** EXTRACTED TEXT **
In one exemplification A may be either --SO3 H or a functional group which can be converted to --SO3 H by hydrolysis or neutralization, or formed from --SO3 H such as --SO3 M', (SO2 --NH) M", --SO2 NH--R1 --NH2, or --SO2 NR4 R5 NR4 R6 ; M' is an alkali metal; M" is H, NH4, an alkali metal, or an alkaline earth metal; R4 is H, Na or K; R5 is a C3 to C6 alkyl group, (R1)2 NR6, or R1 NR6 (R2)2 NR6 ; R6 is H, Na, K or --SO2 ; and R1 is a C2 -C6 alkyl group.
In a particularly preferred exemplification of this invention, A may be either --COOH, or a functional group which can be converted to --COOH by hydrolysis or neutralization such as --CN, --COF, --COCl, --COOR1, --COOM, --CONR2 R3 ; R1 is a C1-10 alkyl group and R2 and R3 are either hydrogen or C1 to C10 alkyl groups, including perfluoroalkyl groups, or both. M is hydrogen or an alkali metal; when M is an alkali metal it is most preferably sodium or potassium.
Cation selective permionic membranes where A is either --COOH, or a functional group derivable from or convertible to --COOH, e.g., --CN, --COF, COCl, --COOR1, --COOM, or --CONR2 R3, as described above, are especially preferred because of their voltage advantage over sulfonyl membranes. This voltage advantage is on the order of about 0.1 to 0.4 volt at a current density of 150 to 250 amperes per square foot, a brine content of 150 to 300 grams per liter of sodium chloride, and a caustic soda content of 15 to 40 weight percent sodium hydroxide. Additionally, the carboxylic acid type membranes have a current efficiency advantage over sulfonyl type membranes at high anolyte pH values, e.g., above about 4.0 and with anodes having an oxygen evolution overvoltage at least about 0.2 volt above the chlorine evolution overvoltage thereof.
The membrane material herein contemplated has an ion exchange capacity from about 0.5 to about 2.0 milligram equivalents per gram of dry polymer, and preferably from about 0.9 to about 1.8 milligram equivalents per gram of dry polymer, and in a particularly preferred exemplification, from about 1.1 to about 1.7 milligram equivalents per gram of dry polymer. When the ion exchange capacity is less than about 0.5 milligram equivalents per gram of dry polymer the voltage is high at the high concentrations of alkaline metal hydroxide herein contemplated, while when the ion exchange capacity is greater than about 2.0 milligrams equivalents per gram of dry polymer, the current efficiency of the membrane is too low.

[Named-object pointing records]
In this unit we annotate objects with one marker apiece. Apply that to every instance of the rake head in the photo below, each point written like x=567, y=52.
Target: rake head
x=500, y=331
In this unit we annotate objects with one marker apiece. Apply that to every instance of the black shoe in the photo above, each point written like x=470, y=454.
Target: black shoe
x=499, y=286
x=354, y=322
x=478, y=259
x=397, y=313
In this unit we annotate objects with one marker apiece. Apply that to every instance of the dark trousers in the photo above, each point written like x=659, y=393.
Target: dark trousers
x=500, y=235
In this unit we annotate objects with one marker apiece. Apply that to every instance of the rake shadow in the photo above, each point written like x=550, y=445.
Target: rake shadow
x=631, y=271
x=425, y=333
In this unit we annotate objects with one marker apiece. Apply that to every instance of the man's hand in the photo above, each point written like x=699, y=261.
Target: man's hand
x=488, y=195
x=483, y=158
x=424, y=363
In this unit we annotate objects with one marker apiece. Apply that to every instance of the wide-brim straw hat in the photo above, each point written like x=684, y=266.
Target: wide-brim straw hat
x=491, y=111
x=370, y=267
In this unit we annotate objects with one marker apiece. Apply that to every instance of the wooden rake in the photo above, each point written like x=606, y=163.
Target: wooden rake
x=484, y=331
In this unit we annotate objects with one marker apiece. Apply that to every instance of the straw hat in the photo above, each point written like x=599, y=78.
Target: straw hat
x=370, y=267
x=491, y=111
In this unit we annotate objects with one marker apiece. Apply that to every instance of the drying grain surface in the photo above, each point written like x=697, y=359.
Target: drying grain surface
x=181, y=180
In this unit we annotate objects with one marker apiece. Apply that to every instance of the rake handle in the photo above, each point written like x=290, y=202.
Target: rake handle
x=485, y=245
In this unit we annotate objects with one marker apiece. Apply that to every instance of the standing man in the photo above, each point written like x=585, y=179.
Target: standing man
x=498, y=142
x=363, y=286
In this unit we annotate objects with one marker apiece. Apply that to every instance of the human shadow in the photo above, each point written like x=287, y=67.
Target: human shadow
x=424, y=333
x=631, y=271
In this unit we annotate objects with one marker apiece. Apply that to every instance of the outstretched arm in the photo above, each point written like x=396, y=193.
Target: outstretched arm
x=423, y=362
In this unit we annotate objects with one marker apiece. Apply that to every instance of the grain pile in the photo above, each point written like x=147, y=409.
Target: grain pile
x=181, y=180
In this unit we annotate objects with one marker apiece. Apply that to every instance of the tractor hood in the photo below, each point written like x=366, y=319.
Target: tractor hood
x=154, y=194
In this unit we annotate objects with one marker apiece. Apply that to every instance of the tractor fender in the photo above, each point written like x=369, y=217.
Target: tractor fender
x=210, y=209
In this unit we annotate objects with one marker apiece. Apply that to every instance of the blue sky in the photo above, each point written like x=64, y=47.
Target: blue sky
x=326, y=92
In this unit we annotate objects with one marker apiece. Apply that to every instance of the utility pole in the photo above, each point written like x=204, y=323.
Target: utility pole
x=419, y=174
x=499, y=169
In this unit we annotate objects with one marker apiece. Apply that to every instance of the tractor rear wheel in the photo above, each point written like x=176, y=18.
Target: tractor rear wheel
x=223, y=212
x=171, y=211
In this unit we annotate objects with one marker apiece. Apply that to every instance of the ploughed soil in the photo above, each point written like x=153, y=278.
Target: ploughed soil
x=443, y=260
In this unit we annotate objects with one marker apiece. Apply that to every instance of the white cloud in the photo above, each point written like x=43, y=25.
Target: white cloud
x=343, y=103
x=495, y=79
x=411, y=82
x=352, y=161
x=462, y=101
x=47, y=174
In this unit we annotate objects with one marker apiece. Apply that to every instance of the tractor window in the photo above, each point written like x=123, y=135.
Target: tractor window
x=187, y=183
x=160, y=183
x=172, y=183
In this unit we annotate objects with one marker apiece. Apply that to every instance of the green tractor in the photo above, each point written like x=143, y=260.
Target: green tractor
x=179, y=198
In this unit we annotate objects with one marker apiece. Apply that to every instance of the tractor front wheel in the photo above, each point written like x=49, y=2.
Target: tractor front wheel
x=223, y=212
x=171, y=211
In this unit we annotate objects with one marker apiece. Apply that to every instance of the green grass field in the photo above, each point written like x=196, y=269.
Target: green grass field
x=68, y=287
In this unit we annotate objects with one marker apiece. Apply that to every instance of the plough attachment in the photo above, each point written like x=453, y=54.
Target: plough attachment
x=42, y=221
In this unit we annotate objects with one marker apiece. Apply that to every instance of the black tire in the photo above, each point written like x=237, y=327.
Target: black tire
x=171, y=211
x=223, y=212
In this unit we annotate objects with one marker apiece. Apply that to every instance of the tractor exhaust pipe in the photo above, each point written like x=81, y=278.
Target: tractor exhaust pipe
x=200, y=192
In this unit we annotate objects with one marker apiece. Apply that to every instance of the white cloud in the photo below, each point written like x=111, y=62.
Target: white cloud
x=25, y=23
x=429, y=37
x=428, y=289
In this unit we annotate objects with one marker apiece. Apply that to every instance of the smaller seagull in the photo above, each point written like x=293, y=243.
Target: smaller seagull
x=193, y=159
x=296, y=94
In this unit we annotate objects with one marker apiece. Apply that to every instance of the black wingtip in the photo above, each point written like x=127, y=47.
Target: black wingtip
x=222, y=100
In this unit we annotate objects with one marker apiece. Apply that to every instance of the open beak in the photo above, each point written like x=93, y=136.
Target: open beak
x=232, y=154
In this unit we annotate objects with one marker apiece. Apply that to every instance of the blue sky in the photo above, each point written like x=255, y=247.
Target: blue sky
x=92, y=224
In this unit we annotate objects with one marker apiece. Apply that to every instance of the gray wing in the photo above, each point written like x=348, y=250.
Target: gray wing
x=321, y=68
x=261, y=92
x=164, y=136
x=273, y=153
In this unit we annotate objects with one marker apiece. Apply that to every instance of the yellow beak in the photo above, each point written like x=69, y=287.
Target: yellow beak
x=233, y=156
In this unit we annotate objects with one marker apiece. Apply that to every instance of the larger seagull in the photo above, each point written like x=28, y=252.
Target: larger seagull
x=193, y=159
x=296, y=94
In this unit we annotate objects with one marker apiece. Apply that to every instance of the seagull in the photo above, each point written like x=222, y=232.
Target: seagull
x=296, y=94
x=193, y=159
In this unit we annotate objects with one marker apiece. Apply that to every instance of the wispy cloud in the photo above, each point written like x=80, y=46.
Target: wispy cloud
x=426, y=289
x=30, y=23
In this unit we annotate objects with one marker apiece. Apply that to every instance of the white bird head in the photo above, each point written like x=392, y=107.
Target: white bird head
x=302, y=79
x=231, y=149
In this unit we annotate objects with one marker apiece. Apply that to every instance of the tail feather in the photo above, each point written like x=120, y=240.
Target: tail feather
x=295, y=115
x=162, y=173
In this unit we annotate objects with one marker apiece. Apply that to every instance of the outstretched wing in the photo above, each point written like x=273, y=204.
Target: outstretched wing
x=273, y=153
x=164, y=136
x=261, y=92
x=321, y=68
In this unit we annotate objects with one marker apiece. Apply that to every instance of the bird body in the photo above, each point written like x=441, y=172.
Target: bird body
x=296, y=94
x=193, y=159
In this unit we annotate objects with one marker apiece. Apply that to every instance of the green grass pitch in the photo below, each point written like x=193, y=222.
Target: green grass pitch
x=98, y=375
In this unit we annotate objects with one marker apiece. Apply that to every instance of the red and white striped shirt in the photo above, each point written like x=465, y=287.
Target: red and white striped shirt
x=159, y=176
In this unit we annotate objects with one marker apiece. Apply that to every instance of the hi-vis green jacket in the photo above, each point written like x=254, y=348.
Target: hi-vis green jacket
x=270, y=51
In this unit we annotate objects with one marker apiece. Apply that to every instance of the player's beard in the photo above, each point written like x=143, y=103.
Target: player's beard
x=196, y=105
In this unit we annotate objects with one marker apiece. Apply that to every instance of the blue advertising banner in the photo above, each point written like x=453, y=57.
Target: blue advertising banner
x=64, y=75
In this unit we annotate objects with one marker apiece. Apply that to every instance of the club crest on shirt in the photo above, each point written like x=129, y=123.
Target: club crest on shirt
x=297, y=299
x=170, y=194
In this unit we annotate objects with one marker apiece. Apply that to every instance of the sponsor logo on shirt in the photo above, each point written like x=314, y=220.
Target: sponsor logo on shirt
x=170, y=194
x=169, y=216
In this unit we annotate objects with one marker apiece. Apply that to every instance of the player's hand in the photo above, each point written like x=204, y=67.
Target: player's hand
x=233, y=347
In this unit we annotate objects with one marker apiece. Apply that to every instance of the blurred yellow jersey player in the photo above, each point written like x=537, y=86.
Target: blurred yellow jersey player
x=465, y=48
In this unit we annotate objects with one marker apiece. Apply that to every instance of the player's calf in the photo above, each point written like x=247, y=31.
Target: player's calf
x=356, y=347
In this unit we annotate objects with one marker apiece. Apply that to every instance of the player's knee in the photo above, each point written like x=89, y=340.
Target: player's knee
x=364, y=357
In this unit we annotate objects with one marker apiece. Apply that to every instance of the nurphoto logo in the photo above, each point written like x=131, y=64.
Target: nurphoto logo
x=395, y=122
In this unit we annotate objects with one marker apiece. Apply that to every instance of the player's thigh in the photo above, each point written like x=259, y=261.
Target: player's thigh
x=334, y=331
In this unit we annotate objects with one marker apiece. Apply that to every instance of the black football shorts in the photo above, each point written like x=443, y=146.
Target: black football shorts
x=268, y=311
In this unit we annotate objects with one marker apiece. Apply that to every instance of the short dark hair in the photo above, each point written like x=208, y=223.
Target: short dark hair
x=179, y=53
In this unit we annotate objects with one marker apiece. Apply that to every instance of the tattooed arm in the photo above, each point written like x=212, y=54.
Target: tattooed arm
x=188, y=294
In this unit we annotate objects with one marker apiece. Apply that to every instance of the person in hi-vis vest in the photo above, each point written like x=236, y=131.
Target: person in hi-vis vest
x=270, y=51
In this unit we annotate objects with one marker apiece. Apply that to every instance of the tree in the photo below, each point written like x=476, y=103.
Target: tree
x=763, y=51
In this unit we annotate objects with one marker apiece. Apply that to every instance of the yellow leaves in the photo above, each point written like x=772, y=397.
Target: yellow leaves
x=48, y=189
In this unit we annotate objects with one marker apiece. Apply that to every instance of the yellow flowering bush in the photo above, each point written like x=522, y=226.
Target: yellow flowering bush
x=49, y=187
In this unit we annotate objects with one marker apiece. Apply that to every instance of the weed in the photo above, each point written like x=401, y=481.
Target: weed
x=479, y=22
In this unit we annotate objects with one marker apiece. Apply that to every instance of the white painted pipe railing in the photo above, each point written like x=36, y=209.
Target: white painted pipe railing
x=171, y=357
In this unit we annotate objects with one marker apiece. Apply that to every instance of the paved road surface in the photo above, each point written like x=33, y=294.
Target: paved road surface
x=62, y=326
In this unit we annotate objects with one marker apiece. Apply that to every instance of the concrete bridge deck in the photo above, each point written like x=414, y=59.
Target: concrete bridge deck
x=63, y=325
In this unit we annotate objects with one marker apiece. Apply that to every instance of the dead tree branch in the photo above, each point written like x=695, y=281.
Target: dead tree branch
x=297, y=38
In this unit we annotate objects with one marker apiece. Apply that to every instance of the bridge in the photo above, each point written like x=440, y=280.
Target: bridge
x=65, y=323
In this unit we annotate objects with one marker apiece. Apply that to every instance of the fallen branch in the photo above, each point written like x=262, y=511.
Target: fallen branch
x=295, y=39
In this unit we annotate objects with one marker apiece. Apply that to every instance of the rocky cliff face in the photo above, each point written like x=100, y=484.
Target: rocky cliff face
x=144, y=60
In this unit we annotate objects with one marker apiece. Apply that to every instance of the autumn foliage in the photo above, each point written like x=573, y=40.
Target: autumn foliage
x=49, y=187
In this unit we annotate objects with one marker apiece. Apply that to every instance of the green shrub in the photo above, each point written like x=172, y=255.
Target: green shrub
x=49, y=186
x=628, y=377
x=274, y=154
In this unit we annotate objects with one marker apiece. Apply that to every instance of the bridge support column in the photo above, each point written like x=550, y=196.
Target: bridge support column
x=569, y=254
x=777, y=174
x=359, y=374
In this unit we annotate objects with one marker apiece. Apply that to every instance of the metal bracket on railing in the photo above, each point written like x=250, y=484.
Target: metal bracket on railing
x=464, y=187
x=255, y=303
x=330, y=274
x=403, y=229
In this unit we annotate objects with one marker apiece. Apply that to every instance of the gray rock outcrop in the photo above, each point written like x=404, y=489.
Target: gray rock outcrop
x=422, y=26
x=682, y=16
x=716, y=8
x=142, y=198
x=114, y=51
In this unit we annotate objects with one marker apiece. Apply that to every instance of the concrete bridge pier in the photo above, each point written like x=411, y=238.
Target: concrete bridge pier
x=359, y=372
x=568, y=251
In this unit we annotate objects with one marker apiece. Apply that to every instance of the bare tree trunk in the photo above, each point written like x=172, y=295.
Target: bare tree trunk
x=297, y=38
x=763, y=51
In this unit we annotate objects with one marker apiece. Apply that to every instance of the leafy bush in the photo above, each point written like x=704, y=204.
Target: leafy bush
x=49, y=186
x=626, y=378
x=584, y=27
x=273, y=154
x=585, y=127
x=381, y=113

** BRIEF **
Write out the membrane passage word for word, from "Cation selective permionic" up to and including "evolution overvoltage thereof.".

** RESULT **
Cation selective permionic membranes where A is either --COOH, or a functional group derivable from or convertible to --COOH, e.g., --CN, --COF, COCl, --COOR1, --COOM, or --CONR2 R3, as described above, are especially preferred because of their voltage advantage over sulfonyl membranes. This voltage advantage is on the order of about 0.1 to 0.4 volt at a current density of 150 to 250 amperes per square foot, a brine content of 150 to 300 grams per liter of sodium chloride, and a caustic soda content of 15 to 40 weight percent sodium hydroxide. Additionally, the carboxylic acid type membranes have a current efficiency advantage over sulfonyl type membranes at high anolyte pH values, e.g., above about 4.0 and with anodes having an oxygen evolution overvoltage at least about 0.2 volt above the chlorine evolution overvoltage thereof.